>>>>

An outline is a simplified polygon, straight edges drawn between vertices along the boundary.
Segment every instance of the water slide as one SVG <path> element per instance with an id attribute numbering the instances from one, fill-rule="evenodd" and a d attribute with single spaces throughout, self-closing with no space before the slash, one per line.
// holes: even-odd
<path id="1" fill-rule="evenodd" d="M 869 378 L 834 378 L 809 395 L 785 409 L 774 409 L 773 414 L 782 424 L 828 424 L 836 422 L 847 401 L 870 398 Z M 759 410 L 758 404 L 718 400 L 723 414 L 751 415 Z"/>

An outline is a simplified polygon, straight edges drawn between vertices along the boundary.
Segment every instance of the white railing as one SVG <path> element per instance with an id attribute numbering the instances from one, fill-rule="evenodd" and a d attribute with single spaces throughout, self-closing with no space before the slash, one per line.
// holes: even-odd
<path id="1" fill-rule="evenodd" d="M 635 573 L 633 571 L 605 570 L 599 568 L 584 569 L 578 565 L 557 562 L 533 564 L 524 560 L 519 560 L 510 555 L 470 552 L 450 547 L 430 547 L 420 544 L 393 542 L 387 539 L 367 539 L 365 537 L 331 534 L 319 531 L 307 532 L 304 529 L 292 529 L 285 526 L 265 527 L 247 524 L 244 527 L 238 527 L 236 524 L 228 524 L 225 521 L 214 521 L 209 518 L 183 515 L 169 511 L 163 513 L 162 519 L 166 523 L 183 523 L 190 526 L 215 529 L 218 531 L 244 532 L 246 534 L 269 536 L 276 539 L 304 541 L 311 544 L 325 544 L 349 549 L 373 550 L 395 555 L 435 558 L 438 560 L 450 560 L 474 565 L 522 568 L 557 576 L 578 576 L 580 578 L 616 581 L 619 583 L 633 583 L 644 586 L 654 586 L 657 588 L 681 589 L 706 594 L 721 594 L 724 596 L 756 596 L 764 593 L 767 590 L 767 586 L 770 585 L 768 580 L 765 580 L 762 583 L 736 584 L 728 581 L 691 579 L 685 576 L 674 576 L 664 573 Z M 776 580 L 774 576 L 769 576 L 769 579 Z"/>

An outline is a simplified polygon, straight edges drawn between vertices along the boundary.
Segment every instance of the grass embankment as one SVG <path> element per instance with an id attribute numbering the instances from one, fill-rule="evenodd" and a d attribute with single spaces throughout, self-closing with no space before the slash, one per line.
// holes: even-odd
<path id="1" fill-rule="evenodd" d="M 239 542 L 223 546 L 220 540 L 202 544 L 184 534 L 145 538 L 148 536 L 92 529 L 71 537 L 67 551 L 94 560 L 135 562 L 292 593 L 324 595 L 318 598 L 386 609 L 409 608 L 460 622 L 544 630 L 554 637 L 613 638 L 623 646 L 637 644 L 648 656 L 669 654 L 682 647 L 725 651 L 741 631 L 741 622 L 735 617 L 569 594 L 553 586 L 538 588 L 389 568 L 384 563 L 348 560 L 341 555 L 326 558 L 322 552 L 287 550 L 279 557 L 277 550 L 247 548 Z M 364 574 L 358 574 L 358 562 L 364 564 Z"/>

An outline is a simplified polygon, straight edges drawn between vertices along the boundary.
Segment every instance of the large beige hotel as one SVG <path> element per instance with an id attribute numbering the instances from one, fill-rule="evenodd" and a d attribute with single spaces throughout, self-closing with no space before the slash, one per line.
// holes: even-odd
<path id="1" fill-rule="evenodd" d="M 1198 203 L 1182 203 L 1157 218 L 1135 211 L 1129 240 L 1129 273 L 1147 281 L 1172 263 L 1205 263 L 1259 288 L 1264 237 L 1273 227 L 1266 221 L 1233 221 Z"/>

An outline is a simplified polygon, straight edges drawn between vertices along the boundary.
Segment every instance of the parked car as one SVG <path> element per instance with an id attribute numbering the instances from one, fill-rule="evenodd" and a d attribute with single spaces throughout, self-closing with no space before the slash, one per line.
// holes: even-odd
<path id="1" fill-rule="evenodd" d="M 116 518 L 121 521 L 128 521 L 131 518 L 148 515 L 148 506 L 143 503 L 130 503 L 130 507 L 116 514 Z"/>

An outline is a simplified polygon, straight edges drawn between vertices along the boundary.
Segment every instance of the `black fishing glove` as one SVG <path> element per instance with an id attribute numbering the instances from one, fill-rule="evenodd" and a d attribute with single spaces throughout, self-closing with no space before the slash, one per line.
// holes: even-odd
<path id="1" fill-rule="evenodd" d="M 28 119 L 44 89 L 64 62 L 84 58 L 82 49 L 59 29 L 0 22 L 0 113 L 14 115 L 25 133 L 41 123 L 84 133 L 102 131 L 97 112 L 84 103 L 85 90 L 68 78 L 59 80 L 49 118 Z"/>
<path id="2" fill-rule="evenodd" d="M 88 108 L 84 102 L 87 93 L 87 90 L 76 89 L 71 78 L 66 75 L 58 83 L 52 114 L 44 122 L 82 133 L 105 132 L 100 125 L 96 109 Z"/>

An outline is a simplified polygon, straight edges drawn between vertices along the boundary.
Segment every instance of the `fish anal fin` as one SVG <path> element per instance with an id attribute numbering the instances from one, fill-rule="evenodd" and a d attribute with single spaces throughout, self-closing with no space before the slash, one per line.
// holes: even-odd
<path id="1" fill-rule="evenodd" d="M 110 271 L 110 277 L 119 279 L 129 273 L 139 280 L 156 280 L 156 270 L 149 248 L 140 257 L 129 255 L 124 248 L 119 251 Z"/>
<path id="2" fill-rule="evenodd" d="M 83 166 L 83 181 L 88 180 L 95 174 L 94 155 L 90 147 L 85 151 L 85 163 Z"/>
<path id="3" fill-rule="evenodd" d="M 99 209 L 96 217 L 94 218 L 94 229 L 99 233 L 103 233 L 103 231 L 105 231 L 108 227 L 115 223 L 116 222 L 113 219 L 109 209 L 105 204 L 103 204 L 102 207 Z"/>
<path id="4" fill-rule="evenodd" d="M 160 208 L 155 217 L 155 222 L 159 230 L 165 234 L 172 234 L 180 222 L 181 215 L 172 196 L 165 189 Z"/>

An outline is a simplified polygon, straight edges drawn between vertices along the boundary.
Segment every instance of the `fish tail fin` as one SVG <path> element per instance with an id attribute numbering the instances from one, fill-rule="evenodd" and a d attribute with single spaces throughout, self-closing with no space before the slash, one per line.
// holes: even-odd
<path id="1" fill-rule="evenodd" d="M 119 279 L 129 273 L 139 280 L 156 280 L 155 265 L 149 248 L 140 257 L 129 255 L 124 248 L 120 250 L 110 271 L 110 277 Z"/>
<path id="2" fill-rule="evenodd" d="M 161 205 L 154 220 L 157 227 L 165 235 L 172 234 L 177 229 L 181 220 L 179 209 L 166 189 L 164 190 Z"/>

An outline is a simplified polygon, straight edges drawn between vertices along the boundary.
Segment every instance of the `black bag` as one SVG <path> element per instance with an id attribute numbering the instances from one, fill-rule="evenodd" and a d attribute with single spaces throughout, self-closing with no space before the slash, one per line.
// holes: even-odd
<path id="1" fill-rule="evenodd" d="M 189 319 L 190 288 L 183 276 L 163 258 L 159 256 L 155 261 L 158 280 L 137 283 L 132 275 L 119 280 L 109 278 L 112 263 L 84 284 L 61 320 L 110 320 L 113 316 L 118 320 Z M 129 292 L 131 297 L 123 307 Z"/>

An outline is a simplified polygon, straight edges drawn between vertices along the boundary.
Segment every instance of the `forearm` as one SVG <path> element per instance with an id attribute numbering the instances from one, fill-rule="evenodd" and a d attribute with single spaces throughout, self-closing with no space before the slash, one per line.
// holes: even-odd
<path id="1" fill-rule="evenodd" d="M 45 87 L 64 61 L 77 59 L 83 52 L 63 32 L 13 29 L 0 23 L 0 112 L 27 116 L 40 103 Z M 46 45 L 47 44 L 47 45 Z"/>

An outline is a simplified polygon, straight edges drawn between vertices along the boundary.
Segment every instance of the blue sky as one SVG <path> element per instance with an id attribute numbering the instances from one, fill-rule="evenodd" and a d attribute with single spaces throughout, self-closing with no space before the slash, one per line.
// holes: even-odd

<<<<

- Work item -
Please repeat word for word the lines above that run from the beginning through the line containing "Segment every instance of the white", keeping both the first and that last line.

- Answer area -
An outline is a simplified polygon, straight edges drawn between vertices along the boundary.
Segment every instance of the water slide as one SVG <path> element per instance with an id attribute numbering the instances from one, fill-rule="evenodd" and a d attribute with single spaces throughout, self-closing with no space before the slash, one per line.
// holes: even-odd
<path id="1" fill-rule="evenodd" d="M 869 378 L 834 378 L 809 395 L 785 409 L 774 409 L 773 414 L 782 424 L 828 424 L 836 422 L 847 401 L 870 398 Z M 759 410 L 758 404 L 718 400 L 723 414 L 751 415 Z"/>

An outline is a simplified polygon, straight edges drawn between vertices along the boundary.
Segment every instance of the white railing as one SVG <path> element per instance with an id attribute numbering the instances from one, fill-rule="evenodd" and a d attribute with single spaces throughout, self-closing with no space before the slash, one per line.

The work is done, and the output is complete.